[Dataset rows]
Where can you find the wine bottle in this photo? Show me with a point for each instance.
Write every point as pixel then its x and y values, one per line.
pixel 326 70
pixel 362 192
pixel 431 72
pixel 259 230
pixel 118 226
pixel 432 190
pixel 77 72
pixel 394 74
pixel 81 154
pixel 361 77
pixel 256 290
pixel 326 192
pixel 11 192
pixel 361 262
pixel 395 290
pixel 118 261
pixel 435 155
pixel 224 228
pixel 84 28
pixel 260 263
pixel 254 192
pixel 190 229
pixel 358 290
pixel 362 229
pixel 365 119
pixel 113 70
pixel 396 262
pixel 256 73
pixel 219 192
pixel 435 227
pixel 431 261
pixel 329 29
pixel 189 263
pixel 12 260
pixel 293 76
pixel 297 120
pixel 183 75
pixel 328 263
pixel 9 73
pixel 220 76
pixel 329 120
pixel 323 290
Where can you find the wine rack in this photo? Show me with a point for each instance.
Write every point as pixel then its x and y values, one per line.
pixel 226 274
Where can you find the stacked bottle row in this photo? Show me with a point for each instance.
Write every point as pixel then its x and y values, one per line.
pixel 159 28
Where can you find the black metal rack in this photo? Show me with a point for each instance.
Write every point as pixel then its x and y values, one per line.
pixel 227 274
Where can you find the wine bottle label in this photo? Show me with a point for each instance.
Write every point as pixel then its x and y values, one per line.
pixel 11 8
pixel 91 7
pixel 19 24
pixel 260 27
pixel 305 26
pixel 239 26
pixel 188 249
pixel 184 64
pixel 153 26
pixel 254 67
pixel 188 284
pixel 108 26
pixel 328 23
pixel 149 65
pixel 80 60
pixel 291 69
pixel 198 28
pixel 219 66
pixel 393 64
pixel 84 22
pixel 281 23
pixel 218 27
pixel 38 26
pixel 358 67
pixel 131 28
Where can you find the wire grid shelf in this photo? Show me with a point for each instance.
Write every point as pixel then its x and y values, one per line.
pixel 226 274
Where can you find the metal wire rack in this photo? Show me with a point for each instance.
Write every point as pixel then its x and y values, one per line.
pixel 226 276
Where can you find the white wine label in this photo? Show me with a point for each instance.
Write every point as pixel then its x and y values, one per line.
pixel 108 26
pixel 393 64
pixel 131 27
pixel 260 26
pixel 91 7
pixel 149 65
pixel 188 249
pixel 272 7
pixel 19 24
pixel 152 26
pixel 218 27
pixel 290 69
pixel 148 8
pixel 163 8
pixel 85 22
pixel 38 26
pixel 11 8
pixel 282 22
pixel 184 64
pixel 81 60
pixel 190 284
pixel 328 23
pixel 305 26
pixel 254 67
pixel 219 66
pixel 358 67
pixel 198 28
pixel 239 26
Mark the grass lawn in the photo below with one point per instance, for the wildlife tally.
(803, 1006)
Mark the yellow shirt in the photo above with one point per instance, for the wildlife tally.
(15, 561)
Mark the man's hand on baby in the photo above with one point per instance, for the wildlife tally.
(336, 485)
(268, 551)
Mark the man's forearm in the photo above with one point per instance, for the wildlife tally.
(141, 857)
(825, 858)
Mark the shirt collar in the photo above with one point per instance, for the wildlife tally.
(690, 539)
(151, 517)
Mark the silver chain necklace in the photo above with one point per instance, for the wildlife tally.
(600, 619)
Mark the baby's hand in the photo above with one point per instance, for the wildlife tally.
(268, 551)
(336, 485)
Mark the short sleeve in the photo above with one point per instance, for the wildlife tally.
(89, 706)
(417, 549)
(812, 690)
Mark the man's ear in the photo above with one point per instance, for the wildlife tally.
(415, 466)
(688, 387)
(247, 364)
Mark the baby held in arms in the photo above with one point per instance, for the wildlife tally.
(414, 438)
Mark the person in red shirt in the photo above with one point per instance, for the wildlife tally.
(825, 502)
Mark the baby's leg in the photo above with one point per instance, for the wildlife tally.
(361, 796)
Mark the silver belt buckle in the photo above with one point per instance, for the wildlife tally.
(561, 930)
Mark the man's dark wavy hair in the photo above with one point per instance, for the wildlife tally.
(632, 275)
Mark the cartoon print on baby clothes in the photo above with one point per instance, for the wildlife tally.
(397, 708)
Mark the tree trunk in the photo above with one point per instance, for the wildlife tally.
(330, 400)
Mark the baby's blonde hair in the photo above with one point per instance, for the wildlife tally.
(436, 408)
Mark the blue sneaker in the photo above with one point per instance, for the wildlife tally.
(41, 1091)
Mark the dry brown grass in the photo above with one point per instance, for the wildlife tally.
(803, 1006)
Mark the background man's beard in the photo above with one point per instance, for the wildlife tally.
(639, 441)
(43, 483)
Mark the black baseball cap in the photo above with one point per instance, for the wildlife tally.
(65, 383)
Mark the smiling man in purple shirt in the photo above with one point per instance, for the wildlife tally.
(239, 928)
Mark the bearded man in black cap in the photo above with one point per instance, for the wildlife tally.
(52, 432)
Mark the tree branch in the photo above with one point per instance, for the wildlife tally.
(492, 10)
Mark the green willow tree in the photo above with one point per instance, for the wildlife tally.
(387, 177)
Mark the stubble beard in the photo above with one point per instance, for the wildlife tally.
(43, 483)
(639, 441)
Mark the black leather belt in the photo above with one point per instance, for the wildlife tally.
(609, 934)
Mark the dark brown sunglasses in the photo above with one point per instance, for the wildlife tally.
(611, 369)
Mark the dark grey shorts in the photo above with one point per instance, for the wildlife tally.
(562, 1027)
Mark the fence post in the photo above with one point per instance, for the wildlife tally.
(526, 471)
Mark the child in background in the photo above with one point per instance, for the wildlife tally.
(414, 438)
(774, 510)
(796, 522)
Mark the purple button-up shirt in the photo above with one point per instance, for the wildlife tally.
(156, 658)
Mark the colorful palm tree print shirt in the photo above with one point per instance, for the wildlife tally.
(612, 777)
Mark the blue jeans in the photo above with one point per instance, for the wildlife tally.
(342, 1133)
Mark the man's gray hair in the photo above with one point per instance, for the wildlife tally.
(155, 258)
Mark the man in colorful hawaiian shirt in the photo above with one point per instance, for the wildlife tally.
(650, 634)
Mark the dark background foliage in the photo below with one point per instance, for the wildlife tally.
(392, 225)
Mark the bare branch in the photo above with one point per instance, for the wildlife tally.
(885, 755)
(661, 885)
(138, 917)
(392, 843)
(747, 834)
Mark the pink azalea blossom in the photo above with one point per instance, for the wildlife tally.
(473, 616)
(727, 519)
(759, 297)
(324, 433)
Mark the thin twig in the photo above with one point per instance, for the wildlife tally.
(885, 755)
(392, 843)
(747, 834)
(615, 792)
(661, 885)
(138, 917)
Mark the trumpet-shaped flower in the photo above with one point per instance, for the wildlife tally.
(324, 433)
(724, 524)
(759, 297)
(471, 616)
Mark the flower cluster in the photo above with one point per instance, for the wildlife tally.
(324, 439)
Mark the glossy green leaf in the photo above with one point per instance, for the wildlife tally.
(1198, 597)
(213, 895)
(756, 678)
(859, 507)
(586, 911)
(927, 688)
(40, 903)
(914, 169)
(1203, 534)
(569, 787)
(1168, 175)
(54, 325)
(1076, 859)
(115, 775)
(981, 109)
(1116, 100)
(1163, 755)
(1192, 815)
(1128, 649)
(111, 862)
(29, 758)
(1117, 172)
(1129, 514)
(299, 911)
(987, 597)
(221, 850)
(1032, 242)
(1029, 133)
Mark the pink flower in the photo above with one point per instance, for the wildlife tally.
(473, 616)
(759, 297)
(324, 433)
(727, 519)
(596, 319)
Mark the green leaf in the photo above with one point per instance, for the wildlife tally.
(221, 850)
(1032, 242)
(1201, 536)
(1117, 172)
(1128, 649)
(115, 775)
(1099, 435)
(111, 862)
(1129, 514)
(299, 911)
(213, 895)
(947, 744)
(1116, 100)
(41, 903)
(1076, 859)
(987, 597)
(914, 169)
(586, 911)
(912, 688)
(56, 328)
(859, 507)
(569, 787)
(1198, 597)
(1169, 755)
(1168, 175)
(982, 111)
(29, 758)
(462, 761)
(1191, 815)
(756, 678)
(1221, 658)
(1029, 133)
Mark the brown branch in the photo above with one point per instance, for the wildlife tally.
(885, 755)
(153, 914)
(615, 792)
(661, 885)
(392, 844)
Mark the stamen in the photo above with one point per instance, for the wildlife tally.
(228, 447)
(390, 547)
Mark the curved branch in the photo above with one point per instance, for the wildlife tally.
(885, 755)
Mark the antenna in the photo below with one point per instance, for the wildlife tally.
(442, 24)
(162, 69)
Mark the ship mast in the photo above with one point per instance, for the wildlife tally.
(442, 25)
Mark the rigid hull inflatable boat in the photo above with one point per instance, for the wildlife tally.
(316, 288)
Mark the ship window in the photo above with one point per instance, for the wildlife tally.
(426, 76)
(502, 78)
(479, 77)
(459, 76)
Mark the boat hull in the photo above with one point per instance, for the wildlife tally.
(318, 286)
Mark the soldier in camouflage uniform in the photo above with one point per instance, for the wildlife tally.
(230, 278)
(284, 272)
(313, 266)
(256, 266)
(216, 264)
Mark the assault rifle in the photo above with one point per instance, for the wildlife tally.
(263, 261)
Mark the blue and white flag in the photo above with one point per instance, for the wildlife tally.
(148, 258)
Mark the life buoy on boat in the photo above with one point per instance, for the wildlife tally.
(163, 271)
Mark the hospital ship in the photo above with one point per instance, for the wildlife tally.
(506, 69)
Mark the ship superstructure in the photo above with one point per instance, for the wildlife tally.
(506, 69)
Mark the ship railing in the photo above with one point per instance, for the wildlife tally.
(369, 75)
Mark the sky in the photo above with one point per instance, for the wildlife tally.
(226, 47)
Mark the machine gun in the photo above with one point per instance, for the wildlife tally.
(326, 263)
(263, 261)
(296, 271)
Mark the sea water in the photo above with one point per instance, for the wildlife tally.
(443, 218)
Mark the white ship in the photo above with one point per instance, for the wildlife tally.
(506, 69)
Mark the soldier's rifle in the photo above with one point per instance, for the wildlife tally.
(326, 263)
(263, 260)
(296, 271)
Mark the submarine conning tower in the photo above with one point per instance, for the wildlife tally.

Required task - Reproduce the lines above word for word, starting with the very first one and stopping after the line that contains "pixel 358 290".

Solution for this task -
Where can you find the wine bottle in this photo? Show me with a point for each instance.
Write every point as pixel then its x and y values, one per line.
pixel 326 70
pixel 362 192
pixel 431 72
pixel 259 230
pixel 118 226
pixel 432 190
pixel 77 72
pixel 394 74
pixel 81 154
pixel 361 77
pixel 256 290
pixel 326 192
pixel 11 192
pixel 361 262
pixel 395 290
pixel 118 261
pixel 435 155
pixel 224 228
pixel 84 28
pixel 260 263
pixel 254 192
pixel 190 229
pixel 358 290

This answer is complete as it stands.